#### STUDY TEXT ####
Keeping vampires at bay
I had another pretty scattered day, probably the fallout from the previous couple of days. Our writing bootcamp didn’t kick me into the right gear, and I ended up doing a 20 minute meditation in the middle of it to try and get me back into the present, rather than all sorts of worries or plans about the future. While it did not help really to kick me into a hard-core teaching and research flow, I found myself making plans for a healthy dinner: rice, tofu, miso-soup (erm, bean paste with hot water), sigeumchi namul (spinach, Korean style) and oi namul (cucumber, Korean style). [Disclaimer: I haven’t used these recipes yet. I base my concoctions on Judy Hyun’s Korean Cookbook)
Does anybody else laugh at the instructions “1 clove of garlic” for a pound of spinach? Please raise your hand! I put two in there for a fraction of the amount, and it tastes just right to me. Same with the cukes. I love me some fresh garlic – vampires beware! Incidentally, I lived in Korea in 2002-03, right during the SARS (now SARS CoVid-1, I guess?) outbreak. The rumour was that it never took hold in Korea because all the kimchi and other garlic-laced dishes killed off the virus. I doubt there is scientific evidence for that, but just for fun, can anybody try to correlate per capita garlic consumption and Covid19 cases in the current crisis? But it definitely helps against vampires: haven’t seen any of those around tonight! And my crunchy craving was partly satisfied: the cucumber is salty, and the toasted seaweed is a snack in Korea much like salted potato crisps in Western countries, often consumed with a beer.
####
• PROBLEM SET:
1. Print the passage of the garlic post between "Keeping vampires at" and "Hyun’s Korean Cookbook)", inclusive.
2. Continue the blog post about garlic and Korean dinner from the point where it stops.
#### STUDY MATERIAL ####
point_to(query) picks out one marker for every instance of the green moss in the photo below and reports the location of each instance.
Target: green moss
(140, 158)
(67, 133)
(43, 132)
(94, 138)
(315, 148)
####
• ANSWER SECTION:
1.
Keeping vampires at bay
I had another pretty scattered day, probably the fallout from the previous couple of days. Our writing bootcamp didn’t kick me into the right gear, and I ended up doing a 20 minute meditation in the middle of it to try and get me back into the present, rather than all sorts of worries or plans about the future. While it did not help really to kick me into a hard-core teaching and research flow, I found myself making plans for a healthy dinner: rice, tofu, miso-soup (erm, bean paste with hot water), sigeumchi namul (spinach, Korean style) and oi namul (cucumber, Korean style). [Disclaimer: I haven’t used these recipes yet. I base my concoctions on Judy Hyun’s Korean Cookbook)

2.
A good diet with fresh veggies is essential to keep functioning well. While I wish I could subsist on biscuits (cookies for you Americans reading this) and cake and ice cream, I know from half-hearted attempts at such a diet that it doesn’t serve me or my cognitive skills. But this is healthy, tasty, and vegetarian, so it’s good for me, and for the planet. Quarantine kitchen does not have to be boring!